* SELECTION *
From: Stefan Monnier
Subject: Re: Basic question on choosing nxml-mode schema
Date: Thu, 10 Nov 2016 12:05:46 -0500
User-agent: Gnus/5.13 (Gnus v5.13) Emacs/25.1.50 (gnu/linux)

> gives me only two problems: this rejects 'lang="EN"' with "Attribute
> not allowed"; and it rejects <style> as "Element not allowed in this
> context", even when appearing within a <body> area.

I'm not very knowledgeable in XML/SGML/HTML, but I do know that HTML5
has a much tougher stance on what is allowed where, to try and help
enforce a clean separation between content (in HTML) and presentation
(in CSS).

So maybe these are bugs in html5-schema or in nxml-mode, but my gut
feeling is that it might simply be because these constructs are not
allowed in HTML5 any more.

[ Reaches for his web browser... ]
Hmm... apparently the "lang" attribute should be allowed anywhere in
HTML5, so this looks like a bug in html5-schema.

But w.r.t the `style` tag, I see:

    Note: If the "scoped" attribute is not used, each <style> tag must
    be located in the head section.

so nXml is probably right to signal an error when it sees a `style` in
the body.

> <!doctype html>
> <html lang="en">

My memory is fuzzy, but isn't XML case-sensitive (in contrast to SGML?).

* RECORDS SHOWN *
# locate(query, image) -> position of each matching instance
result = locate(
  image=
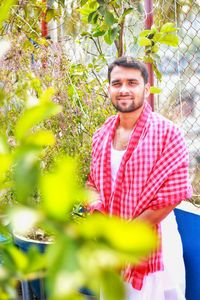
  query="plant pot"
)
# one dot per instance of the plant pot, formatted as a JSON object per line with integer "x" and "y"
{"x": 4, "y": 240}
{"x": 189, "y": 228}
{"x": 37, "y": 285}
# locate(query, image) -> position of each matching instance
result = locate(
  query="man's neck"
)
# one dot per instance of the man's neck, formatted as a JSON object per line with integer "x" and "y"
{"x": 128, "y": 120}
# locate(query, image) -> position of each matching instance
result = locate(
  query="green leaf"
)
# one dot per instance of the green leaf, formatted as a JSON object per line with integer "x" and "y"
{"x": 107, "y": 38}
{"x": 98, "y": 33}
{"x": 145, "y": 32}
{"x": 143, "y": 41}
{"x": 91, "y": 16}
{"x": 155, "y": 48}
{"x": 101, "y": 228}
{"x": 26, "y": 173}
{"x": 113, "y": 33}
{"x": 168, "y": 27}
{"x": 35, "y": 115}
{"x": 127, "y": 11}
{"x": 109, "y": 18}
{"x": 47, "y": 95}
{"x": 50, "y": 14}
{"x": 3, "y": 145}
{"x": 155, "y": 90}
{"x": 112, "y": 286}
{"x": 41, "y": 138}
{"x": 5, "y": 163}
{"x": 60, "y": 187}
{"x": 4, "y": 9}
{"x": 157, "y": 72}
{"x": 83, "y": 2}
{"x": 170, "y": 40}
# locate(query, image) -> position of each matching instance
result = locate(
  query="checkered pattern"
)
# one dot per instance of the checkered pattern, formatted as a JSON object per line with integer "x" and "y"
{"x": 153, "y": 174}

* SET TASKS *
1) List each line of the rows that contains the word "leaf", matching case.
2) Extend the message about nxml-mode schemas, starting right after its last sentence.
The message about nxml-mode schemas has nothing to do with the rows.

* RESULTS BY TASK *
1)
  query="green leaf"
# one dot per instance of the green leaf, formatted as a JSON object per line with integer "x" and "y"

2)
So I think you want

    <!DOCTYPE html>
    <html lang="en">

I usually start my documents with

    <?xml version="1.0" encoding="UTF-8"?>
    <!DOCTYPE html>
    <html xmlns="";>

IIRC some of those lines are redundant but server to make the document
valid both as HTML and as XML.

> then it rejects "doctype" with "Unknown markup declaration", the
> "lang" as above, "Referenced entity has not been defined" for &ndash;
> and related, and <style> as above.

W.r.t &ndash, I recommend you use an actual ndash character rather than
an entity reference.  XML is supposed to readable/parseable without
knowing the document type and schema, so the only entities you can
reliably use are those few entities that are valid in all document
types, i.e. &amp;, &lt; &quot; &apos; and &gt;.
To make up for that restriction, you get to use the full Unicode set
of characters.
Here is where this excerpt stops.